▶ **Reading text**:
+ + + +
Black American Women Pioneers for Suffrage

LPF Forgotten Heroine Series

Alice McCain, August 7, 2020

 

<Sojourner Truth

 

 

Frances Ellen Watkins Harper (c1893)>

 

 

 

Sojourner Truth. Frances Ellen Watkins Harper. Mary Ann Shadd Cary. Harriet Forten Purvis. Sarah Parker Remond. Fannie Barrier Williams. Coralie Franklin Cook. Anna Julia Cooper. Angelina Weld Grimké. Lucy Diggs Slowe. Mary Church Terrell. Nannie Helen Burroughs. Ida Wells-Barnett. Harriet Tubman. Nellie Quander. Adella Hunt Logan.

Have you heard of these Black women leaders in the cause for women’s suffrage?

Would it surprise you to learn that at the historic Seneca Falls Convention in July, 1848, because of racism, there were likely no Black women?  And yet Black women were among the first to fight for universal suffrage—voting rights without regard to race, gender, education, or economic status. Sadly, these “forgotten heroines” didn’t always benefit from the amendment’s passage, after decades of struggle, on August 18, 1920.

“The first convention to consider women’s rights as an issue was the May 9, 1837, Anti-Slavery Convention of American Women in New York City. Several African American women attended this convention.” (1)

After Seneca Falls a series of women’s conventions was held in different parts of the country. At a meeting of the American Equal Rights Association in 1851, former slave Sojourner Truth (1789-1883), spoke up for women such as herself. Her speech, “Ain’t I a woman?” powerfully detailed the hard life she had lived and rights that she had been denied because of the color of her skin as well as her gender. (2)

Frances Ellen Watkins Harper (1825-1911) was a Black feminist, author, founder of the National Association of Colored Women, and participant in the 1866 Woman’s Rights Convention. Harper addressed unequal treatment of Black Americans, both men and women, and America’s unwillingness to support a constitutional amendment that would enfranchise Black men and criminalize lynching.  “She emphasized that Black women were facing the double burden of racism and sexism at the same time, therefore the fight for women’s suffrage must include suffrage for African Americans… Harper, along with Frederick Douglass and many others supported the amendment and helped to form the American Woman Suffrage Association.” (3)
+ + + +
▶ **Jobs**:
A – According to the article on Black women suffrage pioneers, when and where was the first convention to consider women's rights as an issue held?
B – State whether each statement agrees with the article on Black women suffrage pioneers, answering yes or no and quoting the deciding words: (i) Sojourner Truth spoke at a meeting of the American Equal Rights Association in 1851. (ii) Frances Ellen Watkins Harper opposed the amendment that Frederick Douglass supported. (iii) The Seneca Falls Convention took place in May 1837.
C – Summarize the article on Black women suffrage pioneers in two sentences.
The rows that come after the article are not needed.

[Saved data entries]
+ + + +
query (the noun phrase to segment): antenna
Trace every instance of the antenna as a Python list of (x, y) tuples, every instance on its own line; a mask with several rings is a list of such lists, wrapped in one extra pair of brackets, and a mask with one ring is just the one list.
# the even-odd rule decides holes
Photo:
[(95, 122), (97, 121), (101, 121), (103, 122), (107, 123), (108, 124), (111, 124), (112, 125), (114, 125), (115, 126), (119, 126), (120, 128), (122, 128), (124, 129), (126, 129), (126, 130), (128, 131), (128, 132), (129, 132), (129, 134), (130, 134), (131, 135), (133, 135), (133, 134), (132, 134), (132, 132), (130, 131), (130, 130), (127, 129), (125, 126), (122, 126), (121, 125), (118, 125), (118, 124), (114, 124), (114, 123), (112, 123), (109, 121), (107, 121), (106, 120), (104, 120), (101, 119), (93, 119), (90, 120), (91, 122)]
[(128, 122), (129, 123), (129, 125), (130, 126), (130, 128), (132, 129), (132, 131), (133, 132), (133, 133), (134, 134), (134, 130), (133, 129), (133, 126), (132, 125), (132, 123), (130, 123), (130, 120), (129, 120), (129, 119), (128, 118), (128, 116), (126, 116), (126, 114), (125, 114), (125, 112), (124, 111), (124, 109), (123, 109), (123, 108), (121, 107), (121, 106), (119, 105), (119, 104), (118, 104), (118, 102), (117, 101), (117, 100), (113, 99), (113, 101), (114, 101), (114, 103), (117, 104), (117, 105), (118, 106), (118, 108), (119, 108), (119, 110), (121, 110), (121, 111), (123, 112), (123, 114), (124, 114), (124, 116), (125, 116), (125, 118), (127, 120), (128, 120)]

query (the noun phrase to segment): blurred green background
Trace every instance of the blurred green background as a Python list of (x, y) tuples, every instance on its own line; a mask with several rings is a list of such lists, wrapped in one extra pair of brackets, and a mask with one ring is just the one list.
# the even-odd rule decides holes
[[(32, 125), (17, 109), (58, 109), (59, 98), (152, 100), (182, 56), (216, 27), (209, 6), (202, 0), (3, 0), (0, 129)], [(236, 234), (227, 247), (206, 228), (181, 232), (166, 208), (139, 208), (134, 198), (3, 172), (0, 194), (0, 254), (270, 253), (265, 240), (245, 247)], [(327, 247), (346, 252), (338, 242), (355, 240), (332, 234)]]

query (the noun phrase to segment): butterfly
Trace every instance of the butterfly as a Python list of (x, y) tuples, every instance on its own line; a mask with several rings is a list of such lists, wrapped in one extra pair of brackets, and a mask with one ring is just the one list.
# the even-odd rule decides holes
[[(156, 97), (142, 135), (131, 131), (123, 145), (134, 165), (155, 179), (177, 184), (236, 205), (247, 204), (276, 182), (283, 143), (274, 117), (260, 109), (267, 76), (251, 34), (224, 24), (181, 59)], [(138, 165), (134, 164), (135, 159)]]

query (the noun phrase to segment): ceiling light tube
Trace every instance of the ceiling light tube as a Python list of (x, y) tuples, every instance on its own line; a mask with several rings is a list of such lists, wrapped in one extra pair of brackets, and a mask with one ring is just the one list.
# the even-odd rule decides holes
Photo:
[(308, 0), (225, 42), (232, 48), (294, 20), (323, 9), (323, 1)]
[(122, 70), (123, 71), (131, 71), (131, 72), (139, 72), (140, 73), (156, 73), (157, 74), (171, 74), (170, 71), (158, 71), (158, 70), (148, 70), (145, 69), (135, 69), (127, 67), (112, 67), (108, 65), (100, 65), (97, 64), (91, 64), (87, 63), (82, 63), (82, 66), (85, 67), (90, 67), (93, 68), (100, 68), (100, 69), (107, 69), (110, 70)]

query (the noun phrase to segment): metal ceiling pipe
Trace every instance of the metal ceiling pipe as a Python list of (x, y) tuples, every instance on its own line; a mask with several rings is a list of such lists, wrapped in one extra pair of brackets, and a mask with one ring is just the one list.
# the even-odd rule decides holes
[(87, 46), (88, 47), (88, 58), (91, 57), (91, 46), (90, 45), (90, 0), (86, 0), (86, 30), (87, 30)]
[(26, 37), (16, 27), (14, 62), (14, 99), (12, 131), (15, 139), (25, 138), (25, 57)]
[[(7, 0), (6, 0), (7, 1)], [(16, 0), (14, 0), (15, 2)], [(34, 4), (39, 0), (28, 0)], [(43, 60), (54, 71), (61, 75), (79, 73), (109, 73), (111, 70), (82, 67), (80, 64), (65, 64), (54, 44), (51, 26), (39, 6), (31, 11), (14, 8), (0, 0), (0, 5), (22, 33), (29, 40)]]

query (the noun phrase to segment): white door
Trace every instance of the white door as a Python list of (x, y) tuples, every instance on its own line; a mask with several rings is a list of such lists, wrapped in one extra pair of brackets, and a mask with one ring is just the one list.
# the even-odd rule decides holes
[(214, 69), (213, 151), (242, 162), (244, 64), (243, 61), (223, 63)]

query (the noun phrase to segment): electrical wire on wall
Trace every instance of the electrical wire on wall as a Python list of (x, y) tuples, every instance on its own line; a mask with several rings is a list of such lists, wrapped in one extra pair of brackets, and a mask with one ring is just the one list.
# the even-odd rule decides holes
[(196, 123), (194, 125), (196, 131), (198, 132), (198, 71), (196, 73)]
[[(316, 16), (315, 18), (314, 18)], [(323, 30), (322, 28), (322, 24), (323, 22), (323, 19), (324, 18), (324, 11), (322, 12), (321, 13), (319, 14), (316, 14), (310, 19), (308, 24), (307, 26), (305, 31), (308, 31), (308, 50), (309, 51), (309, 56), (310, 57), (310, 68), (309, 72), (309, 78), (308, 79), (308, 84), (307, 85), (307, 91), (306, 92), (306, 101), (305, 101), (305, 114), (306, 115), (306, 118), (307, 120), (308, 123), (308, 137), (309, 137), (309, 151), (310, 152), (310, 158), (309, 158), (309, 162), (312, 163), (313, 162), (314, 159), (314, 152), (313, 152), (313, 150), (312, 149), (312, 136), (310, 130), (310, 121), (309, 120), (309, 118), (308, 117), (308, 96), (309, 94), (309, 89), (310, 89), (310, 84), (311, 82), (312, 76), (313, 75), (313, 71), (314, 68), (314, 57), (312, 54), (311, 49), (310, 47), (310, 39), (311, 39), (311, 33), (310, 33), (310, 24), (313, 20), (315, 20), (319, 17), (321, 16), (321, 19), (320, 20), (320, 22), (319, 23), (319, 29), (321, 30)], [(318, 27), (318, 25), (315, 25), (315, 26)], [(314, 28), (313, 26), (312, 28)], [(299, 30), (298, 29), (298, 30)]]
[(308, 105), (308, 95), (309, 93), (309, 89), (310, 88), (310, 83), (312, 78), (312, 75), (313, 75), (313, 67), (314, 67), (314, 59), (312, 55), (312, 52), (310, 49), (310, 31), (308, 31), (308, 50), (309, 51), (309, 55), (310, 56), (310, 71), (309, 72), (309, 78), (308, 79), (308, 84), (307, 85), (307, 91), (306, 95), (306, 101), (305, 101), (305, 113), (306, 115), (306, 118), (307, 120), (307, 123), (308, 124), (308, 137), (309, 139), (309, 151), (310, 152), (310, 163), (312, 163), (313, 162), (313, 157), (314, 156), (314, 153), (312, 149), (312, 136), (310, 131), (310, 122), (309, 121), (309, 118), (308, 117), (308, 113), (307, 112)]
+ + + +
▶ **The answers**:
A – It was held on May 9, 1837, at the Anti-Slavery Convention of American Women in New York City.

B –
(i) Yes: "At a meeting of the American Equal Rights Association in 1851, former slave Sojourner Truth (1789-1883), spoke up for women such as herself."
(ii) No: "Harper, along with Frederick Douglass and many others supported the amendment"
(iii) No: "the historic Seneca Falls Convention in July, 1848"

C – Because of racism, Black women were likely absent from the 1848 Seneca Falls Convention, yet they were among the first to fight for universal suffrage and did not always benefit from the amendment passed on August 18, 1920. Sojourner Truth's 1851 speech "Ain't I a woman?" described the rights she had been denied because of her color and gender, and Frances Ellen Watkins Harper stressed the double burden of racism and sexism and helped to form the American Woman Suffrage Association.